● What is expected: In the listing, copy the lines from the one containing "The prompts in" through the one containing "box: [99, 33, 109, 45]", and change every "clicks" to "points". Keep everything else the same.

--- Material provided ---

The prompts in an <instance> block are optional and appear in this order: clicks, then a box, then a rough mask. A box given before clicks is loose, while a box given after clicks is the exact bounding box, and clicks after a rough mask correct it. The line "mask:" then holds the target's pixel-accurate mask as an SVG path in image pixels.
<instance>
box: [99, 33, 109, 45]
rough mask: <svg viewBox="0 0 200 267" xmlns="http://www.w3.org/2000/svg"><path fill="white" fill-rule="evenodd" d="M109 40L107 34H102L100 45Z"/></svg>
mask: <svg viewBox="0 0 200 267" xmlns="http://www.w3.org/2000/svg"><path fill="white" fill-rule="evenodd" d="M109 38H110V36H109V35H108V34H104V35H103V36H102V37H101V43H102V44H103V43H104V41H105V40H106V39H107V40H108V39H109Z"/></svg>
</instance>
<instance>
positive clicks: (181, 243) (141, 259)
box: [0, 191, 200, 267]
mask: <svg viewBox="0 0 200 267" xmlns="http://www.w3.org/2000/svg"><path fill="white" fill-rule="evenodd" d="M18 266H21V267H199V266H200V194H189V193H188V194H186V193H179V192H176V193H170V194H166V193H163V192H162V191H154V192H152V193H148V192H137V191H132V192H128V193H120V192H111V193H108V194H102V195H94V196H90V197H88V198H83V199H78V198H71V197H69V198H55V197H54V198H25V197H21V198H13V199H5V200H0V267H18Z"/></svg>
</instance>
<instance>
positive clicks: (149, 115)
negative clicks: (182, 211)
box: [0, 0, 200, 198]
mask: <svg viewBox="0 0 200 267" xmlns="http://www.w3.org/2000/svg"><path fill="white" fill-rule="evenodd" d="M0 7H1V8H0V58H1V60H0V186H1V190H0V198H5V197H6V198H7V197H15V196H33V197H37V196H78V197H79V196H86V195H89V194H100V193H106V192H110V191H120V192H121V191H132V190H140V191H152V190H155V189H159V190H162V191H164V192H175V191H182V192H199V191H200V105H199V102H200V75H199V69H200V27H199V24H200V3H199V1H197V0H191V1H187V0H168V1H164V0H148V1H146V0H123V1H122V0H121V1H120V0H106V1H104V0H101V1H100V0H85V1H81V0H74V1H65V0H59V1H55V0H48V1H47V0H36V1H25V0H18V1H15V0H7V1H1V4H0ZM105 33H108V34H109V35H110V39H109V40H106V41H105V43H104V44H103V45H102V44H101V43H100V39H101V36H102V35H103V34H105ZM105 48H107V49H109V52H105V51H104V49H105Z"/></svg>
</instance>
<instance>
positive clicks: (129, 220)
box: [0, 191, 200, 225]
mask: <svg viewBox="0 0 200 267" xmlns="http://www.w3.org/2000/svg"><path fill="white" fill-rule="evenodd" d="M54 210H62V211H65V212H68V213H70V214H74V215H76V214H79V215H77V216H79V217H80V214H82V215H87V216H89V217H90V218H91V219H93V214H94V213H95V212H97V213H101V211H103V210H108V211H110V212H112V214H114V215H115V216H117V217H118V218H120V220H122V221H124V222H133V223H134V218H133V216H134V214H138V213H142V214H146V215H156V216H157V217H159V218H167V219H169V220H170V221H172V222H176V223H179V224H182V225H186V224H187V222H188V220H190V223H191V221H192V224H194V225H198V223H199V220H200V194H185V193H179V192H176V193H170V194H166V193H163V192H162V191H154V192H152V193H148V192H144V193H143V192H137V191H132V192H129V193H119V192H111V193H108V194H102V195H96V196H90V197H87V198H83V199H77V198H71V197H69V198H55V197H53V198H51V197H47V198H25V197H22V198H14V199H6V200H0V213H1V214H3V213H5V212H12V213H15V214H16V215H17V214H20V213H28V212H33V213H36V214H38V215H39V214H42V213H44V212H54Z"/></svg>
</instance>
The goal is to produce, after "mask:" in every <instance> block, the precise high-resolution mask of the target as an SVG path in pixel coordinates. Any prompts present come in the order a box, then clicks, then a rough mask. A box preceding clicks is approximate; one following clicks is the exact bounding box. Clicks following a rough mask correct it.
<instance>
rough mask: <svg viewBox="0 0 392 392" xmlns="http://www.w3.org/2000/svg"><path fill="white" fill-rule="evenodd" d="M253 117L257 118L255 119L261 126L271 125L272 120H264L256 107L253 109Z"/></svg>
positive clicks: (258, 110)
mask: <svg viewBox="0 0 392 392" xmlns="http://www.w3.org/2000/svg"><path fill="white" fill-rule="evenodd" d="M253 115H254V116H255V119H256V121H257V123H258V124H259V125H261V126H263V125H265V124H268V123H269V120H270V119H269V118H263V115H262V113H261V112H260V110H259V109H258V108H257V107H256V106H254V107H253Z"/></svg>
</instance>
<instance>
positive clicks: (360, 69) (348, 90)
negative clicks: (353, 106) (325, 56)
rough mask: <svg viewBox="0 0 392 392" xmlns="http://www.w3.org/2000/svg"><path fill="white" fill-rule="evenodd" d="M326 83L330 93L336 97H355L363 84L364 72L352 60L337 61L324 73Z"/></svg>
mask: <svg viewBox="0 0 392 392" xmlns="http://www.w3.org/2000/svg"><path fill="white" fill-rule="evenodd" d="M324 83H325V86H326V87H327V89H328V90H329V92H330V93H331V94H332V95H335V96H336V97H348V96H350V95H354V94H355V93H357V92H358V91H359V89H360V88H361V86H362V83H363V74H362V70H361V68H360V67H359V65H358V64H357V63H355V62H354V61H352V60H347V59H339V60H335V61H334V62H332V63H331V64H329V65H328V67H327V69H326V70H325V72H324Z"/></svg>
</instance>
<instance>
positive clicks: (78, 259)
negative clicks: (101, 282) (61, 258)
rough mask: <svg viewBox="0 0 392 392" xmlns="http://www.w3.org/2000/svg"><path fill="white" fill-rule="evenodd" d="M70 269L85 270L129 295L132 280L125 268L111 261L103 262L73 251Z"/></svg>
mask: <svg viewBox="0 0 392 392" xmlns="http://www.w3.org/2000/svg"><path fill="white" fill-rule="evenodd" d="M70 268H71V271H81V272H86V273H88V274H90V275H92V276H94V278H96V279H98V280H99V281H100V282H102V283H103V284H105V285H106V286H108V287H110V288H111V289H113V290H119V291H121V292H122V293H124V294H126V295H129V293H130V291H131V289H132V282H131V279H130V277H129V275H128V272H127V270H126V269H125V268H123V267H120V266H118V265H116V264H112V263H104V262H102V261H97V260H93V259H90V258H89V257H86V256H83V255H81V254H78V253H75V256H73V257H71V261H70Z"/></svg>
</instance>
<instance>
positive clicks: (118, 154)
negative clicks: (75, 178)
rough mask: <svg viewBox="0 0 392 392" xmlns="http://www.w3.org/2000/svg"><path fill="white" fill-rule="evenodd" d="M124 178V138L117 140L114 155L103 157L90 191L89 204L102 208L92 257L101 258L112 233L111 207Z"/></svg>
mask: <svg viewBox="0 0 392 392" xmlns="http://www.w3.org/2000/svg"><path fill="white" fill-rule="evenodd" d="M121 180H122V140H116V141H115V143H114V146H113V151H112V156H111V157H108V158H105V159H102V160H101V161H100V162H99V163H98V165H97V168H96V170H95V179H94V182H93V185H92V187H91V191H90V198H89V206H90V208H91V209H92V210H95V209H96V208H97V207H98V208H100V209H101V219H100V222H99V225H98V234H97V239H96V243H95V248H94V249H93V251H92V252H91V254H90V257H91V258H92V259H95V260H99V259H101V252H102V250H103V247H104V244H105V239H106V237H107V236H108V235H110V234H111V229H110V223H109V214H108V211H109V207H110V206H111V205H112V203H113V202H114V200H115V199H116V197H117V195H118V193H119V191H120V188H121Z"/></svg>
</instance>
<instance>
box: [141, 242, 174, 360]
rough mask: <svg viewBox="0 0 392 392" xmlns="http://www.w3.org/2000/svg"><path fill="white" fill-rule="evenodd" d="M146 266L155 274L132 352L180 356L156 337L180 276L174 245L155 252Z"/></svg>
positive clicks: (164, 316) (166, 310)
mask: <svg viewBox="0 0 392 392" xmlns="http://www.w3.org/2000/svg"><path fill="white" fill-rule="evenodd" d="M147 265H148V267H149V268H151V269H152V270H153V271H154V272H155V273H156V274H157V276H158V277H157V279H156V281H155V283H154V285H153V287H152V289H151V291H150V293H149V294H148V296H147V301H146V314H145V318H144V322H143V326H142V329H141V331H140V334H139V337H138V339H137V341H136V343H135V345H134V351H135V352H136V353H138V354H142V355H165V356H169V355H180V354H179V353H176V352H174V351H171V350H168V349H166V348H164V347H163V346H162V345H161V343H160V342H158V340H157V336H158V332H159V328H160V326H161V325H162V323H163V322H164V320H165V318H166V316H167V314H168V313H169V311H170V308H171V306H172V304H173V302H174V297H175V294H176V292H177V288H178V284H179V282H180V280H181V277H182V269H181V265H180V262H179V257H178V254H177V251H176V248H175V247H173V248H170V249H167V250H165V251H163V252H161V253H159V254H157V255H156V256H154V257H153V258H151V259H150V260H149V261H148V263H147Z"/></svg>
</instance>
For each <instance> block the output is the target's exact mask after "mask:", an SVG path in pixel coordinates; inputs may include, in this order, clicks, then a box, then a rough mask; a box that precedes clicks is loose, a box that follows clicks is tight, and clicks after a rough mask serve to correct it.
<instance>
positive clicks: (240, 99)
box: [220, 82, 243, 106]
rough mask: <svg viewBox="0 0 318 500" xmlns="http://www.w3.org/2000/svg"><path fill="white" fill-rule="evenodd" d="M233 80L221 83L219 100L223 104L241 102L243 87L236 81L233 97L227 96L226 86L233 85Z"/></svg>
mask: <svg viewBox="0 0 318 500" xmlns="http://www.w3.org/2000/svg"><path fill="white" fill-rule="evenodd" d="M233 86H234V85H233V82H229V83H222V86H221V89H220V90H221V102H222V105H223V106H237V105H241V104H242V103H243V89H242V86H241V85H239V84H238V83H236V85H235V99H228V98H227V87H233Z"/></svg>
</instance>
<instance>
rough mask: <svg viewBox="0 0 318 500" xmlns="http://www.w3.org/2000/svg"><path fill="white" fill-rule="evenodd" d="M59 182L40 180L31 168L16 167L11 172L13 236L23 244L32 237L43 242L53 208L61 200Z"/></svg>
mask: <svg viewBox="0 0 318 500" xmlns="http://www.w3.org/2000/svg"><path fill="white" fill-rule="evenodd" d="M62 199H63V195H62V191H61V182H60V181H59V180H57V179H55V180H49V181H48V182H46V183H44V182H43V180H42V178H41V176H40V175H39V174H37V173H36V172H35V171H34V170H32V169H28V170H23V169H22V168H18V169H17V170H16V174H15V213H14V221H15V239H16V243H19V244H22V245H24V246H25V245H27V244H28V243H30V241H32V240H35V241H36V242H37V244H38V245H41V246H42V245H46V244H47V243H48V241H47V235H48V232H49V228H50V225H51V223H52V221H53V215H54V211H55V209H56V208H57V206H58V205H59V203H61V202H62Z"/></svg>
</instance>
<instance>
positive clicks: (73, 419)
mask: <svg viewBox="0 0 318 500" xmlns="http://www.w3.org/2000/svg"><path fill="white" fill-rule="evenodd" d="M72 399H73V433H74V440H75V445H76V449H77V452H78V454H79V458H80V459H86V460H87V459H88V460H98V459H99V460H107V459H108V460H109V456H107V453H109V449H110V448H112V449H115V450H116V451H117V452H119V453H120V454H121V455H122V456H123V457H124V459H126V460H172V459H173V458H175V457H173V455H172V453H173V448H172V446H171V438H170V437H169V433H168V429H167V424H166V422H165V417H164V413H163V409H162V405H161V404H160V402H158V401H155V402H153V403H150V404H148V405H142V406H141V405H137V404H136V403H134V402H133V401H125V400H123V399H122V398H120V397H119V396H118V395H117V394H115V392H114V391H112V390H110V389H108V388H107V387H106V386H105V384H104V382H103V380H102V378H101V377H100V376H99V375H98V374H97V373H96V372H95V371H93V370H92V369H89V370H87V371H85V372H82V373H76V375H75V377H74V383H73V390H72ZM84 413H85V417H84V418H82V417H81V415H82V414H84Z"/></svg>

---
--- Material provided ---

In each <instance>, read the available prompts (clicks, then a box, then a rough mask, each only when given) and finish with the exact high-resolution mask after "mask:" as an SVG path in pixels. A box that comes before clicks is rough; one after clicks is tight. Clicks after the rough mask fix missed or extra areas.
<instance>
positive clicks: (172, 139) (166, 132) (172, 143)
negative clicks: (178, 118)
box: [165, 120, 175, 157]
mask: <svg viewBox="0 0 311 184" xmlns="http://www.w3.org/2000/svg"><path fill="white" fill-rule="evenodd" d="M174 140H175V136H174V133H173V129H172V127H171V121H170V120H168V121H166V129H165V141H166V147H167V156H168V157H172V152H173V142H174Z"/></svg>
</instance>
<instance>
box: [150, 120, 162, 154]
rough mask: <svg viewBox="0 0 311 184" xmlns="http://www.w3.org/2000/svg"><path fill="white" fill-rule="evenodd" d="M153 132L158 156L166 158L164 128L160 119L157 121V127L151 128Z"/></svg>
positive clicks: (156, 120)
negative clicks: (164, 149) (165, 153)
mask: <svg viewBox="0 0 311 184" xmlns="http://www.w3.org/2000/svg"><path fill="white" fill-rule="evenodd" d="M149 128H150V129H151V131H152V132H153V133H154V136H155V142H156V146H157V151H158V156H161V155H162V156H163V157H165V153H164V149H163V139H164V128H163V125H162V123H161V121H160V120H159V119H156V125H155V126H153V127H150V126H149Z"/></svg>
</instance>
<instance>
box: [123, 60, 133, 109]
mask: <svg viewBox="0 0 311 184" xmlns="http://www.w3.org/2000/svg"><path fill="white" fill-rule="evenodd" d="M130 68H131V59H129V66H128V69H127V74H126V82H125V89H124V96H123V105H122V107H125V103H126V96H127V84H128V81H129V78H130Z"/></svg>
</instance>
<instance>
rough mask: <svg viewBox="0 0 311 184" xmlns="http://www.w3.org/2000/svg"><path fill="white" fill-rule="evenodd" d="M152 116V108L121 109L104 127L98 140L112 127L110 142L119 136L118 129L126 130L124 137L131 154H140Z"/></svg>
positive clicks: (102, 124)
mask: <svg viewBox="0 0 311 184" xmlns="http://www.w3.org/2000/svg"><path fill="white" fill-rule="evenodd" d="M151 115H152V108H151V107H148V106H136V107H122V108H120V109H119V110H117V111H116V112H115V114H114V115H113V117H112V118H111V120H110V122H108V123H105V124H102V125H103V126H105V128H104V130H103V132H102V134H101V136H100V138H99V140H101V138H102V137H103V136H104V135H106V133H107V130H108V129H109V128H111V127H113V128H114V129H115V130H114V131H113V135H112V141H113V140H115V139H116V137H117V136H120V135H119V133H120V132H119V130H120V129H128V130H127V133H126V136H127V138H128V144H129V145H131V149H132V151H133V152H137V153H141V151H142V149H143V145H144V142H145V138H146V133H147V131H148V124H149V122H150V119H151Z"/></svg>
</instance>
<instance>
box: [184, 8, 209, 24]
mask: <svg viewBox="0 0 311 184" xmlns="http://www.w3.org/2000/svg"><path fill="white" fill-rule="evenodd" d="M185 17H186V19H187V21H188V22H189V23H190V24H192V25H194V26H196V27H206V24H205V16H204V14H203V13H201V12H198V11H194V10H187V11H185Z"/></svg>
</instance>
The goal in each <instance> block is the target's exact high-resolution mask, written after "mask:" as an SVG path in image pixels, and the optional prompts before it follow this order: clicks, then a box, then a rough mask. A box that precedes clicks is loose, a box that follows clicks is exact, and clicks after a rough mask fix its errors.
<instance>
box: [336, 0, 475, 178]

---
--- Material provided ---

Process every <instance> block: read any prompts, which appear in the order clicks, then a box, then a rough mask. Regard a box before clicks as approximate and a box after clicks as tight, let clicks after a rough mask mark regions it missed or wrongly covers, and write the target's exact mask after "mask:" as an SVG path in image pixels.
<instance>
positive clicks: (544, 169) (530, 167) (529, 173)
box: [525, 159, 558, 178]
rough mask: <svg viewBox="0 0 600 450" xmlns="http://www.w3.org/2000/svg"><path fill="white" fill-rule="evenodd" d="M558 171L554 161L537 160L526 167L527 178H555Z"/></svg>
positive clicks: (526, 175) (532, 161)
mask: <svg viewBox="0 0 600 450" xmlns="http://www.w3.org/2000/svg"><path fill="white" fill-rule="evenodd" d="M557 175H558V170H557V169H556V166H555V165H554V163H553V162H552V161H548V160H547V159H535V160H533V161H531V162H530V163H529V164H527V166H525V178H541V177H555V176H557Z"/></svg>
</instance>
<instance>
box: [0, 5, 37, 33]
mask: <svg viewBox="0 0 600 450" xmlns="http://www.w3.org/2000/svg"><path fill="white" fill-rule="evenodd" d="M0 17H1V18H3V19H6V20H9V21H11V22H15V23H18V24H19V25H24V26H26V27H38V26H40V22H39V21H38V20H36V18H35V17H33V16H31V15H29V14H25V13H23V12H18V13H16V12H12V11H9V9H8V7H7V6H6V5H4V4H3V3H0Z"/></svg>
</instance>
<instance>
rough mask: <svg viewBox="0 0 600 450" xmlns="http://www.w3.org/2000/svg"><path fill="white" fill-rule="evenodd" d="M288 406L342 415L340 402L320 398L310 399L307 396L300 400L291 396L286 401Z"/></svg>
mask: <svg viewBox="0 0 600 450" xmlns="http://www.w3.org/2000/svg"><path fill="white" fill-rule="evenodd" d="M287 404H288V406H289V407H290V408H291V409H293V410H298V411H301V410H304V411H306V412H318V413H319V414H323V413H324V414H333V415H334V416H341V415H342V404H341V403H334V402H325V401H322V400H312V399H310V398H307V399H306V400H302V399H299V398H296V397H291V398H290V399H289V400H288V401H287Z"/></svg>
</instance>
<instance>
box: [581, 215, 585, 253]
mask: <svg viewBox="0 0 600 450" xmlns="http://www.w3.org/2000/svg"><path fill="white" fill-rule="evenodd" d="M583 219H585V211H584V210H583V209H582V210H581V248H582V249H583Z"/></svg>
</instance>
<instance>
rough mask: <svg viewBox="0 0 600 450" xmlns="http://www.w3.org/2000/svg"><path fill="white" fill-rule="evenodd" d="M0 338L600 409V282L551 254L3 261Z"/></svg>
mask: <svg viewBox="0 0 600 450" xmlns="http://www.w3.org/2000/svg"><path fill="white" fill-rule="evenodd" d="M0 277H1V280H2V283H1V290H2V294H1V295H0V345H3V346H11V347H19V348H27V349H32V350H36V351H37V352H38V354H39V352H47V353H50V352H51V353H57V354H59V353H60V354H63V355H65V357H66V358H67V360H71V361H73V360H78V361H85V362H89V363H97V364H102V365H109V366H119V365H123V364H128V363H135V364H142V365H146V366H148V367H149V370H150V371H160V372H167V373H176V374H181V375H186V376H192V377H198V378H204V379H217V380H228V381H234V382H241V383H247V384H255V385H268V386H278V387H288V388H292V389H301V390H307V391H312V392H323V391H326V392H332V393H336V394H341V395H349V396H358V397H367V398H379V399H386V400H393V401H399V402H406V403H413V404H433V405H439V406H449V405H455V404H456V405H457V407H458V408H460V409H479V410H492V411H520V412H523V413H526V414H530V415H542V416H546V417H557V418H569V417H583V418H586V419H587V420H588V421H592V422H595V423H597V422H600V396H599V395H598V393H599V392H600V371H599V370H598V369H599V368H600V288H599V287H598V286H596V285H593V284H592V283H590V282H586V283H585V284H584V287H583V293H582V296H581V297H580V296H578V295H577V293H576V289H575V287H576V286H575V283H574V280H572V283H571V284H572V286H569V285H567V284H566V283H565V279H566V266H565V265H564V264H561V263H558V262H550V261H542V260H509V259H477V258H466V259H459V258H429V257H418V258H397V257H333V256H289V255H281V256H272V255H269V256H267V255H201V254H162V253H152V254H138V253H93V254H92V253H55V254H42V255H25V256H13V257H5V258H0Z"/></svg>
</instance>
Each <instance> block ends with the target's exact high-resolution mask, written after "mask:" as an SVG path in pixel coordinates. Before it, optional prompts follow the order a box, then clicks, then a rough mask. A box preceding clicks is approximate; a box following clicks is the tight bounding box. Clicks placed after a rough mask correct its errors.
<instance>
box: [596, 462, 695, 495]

---

● Task output:
The prompts in an <instance> block are optional and appear in this order: points, then a box, then a rough mask. A box given before points is loose, while a box given after points is the exact bounding box, and points after a rough mask correct it. The line "mask:" then holds the target's pixel-accurate mask as an SVG path in image pixels.
<instance>
box: [99, 33, 109, 45]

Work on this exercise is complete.